START PROVIDED RECORDS
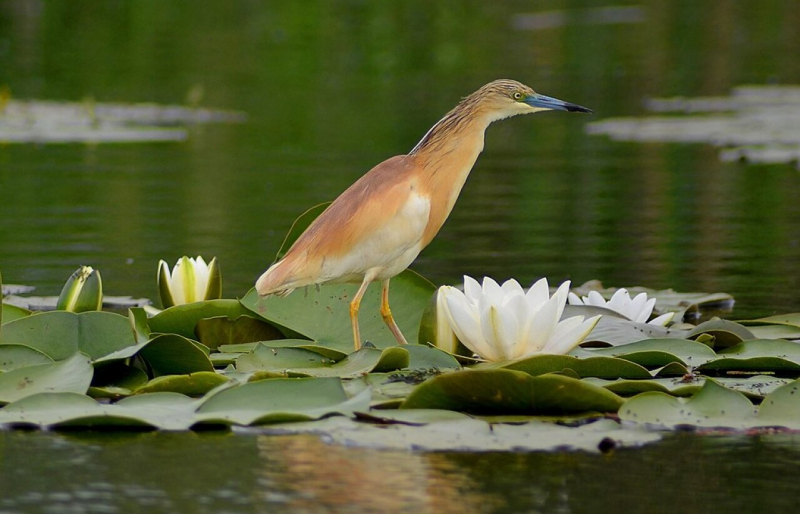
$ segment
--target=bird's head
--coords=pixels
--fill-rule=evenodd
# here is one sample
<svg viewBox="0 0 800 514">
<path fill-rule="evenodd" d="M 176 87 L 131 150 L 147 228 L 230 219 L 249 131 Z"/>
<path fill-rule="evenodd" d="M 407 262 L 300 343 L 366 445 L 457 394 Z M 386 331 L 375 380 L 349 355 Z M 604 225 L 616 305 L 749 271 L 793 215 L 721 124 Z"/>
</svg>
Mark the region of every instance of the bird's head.
<svg viewBox="0 0 800 514">
<path fill-rule="evenodd" d="M 540 111 L 588 112 L 591 109 L 537 93 L 515 80 L 495 80 L 471 94 L 465 102 L 475 102 L 491 121 Z"/>
</svg>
END PROVIDED RECORDS
Would you please set down the data above again exactly, without its pictures?

$ segment
--target=bird's head
--coords=pixels
--fill-rule=evenodd
# here is one sample
<svg viewBox="0 0 800 514">
<path fill-rule="evenodd" d="M 176 87 L 131 150 L 147 228 L 230 219 L 249 131 Z"/>
<path fill-rule="evenodd" d="M 407 262 L 300 343 L 366 445 L 457 394 Z M 386 331 L 375 380 L 349 355 Z M 604 225 L 616 305 L 749 271 L 793 215 L 721 124 Z"/>
</svg>
Mark the region of every instance of the bird's head.
<svg viewBox="0 0 800 514">
<path fill-rule="evenodd" d="M 540 111 L 588 112 L 591 109 L 537 93 L 515 80 L 495 80 L 471 94 L 465 102 L 475 102 L 491 121 Z"/>
</svg>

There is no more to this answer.